[A portion of a data file]
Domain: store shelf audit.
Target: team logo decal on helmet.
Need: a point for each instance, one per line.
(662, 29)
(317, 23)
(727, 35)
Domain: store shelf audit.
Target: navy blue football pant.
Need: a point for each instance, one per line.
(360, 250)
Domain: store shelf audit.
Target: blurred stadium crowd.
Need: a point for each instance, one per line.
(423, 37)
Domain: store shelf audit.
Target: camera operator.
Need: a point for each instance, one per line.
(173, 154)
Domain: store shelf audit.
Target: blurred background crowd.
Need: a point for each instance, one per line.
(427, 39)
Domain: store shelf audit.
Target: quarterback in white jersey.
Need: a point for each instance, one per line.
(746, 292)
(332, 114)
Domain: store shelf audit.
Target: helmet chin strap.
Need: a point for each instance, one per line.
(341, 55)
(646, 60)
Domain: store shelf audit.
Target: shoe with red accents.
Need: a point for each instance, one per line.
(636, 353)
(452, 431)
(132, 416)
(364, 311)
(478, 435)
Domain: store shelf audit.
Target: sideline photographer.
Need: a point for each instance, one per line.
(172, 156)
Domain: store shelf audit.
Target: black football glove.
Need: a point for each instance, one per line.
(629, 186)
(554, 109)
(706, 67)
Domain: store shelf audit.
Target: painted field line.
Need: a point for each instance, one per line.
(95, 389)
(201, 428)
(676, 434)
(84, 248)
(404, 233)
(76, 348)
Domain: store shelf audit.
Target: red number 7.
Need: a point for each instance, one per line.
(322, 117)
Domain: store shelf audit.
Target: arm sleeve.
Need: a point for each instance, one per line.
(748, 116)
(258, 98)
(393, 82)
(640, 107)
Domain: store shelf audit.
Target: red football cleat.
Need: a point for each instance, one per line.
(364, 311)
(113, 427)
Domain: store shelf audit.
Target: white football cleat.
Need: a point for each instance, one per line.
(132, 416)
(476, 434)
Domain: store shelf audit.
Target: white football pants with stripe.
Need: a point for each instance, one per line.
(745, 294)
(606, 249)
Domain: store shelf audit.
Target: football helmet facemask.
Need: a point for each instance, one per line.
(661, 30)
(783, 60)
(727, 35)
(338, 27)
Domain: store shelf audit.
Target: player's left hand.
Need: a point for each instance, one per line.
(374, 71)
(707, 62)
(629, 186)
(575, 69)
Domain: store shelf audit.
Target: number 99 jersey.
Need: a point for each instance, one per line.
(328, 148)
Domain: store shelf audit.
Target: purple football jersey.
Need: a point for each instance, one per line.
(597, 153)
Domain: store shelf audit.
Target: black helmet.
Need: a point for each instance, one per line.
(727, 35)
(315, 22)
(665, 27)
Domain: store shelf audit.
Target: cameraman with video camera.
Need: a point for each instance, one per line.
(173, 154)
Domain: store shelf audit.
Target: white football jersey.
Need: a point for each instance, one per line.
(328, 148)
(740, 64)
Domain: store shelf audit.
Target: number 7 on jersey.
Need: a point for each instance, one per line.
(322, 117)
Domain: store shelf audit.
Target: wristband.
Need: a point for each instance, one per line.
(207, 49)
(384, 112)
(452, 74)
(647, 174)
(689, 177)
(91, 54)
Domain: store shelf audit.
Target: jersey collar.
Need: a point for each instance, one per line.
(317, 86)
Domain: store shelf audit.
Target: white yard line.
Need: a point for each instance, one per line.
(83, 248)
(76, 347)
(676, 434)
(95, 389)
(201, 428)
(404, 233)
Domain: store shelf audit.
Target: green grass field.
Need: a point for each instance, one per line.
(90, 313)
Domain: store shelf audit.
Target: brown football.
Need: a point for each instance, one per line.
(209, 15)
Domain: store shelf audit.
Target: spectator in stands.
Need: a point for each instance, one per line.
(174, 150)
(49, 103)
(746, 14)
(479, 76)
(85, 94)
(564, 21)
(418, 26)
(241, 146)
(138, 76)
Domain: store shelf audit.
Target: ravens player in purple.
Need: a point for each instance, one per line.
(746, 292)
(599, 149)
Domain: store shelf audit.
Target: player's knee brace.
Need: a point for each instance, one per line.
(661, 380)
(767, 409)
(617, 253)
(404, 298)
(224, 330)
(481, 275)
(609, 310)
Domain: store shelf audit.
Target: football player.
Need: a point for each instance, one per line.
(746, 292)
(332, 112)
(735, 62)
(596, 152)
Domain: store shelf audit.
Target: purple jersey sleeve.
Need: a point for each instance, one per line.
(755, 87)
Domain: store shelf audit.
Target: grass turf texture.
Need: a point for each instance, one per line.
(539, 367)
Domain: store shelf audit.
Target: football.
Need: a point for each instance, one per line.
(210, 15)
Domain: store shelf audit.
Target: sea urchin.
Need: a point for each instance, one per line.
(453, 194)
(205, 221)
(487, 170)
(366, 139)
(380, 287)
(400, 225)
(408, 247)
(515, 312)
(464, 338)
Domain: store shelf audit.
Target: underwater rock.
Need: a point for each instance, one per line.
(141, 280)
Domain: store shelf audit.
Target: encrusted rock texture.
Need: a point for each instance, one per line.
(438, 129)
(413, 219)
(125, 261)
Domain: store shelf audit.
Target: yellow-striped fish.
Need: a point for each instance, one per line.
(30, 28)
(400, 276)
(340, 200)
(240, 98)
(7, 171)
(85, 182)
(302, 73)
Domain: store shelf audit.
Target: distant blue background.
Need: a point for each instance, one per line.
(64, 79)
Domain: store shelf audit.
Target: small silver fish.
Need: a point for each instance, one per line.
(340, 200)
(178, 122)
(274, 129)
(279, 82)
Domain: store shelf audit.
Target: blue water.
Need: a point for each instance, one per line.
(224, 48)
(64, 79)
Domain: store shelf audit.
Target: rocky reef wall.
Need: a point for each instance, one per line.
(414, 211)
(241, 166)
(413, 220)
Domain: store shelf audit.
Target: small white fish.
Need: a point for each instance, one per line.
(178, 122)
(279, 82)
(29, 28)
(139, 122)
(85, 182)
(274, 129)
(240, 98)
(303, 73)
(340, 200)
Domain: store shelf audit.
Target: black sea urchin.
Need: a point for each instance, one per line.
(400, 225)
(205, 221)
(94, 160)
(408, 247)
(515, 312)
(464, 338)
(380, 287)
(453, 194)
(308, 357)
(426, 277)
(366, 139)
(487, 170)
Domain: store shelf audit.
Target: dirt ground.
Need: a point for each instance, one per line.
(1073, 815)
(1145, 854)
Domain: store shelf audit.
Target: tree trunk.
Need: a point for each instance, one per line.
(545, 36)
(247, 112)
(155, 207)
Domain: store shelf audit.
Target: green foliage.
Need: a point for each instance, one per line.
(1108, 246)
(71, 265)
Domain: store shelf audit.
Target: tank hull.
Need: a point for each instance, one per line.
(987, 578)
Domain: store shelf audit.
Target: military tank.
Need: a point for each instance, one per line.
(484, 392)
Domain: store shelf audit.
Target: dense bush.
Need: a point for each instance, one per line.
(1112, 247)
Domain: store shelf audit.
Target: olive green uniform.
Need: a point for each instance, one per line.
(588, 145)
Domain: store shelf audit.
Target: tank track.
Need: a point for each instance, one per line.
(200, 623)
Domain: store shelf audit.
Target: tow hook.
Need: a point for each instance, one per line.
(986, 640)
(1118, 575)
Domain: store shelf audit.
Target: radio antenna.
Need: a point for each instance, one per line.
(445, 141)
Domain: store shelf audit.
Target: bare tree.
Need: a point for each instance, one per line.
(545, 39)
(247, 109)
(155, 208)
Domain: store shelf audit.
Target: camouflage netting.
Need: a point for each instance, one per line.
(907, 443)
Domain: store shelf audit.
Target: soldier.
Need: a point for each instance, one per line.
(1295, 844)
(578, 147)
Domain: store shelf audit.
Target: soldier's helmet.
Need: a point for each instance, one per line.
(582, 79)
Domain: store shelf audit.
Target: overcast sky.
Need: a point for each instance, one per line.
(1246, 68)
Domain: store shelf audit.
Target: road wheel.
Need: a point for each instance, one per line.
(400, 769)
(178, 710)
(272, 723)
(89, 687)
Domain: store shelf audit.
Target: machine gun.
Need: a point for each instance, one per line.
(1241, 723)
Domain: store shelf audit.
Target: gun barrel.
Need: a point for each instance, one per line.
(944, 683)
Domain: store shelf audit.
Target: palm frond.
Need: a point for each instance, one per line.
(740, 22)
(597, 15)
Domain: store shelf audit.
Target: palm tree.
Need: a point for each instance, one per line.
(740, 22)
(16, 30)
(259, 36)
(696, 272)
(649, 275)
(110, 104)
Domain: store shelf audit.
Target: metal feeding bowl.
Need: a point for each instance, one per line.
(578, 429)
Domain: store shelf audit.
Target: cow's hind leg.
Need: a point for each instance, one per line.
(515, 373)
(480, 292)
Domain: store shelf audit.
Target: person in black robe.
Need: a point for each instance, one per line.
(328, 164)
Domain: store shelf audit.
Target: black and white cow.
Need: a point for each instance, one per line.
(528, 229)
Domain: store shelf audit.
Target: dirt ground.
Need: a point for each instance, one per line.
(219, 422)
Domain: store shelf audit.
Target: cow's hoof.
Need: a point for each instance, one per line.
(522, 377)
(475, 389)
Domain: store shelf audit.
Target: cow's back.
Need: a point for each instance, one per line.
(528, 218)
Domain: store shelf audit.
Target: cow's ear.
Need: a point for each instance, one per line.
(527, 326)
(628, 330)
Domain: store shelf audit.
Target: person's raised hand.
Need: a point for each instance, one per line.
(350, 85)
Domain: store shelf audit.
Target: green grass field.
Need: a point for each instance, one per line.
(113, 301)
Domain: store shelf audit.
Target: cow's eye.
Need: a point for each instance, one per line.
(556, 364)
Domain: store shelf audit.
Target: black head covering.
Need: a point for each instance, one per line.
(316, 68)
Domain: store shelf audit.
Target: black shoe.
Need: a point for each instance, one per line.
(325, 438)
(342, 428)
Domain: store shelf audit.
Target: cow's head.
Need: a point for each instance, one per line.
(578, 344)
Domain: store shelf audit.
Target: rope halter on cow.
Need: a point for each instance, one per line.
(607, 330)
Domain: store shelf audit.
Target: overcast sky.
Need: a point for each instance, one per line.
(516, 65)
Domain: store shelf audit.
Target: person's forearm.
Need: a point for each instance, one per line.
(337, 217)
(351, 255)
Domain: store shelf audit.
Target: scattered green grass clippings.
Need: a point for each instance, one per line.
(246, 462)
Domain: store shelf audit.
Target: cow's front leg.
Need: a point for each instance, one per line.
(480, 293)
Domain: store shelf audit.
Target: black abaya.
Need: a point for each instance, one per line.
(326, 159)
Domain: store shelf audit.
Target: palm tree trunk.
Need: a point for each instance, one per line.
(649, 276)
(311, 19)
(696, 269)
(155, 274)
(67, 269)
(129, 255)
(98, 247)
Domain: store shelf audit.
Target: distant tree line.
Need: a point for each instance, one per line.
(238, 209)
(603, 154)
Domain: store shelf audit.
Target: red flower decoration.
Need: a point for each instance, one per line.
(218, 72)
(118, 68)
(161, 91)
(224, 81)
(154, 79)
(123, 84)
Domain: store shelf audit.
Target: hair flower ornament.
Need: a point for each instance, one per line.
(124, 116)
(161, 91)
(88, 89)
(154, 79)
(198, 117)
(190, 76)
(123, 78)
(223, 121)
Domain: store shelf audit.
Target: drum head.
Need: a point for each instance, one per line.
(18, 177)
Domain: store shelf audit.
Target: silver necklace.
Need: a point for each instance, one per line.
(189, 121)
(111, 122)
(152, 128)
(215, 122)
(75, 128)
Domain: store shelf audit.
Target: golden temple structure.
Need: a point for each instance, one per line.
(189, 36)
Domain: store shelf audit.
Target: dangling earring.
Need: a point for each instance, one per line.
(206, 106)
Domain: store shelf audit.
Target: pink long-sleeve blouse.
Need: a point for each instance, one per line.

__Task prompt__: Count the lines in the records that contain the string "small", treating uppercase and lowercase as different. Reply with the number alone.

__Exercise response__: 2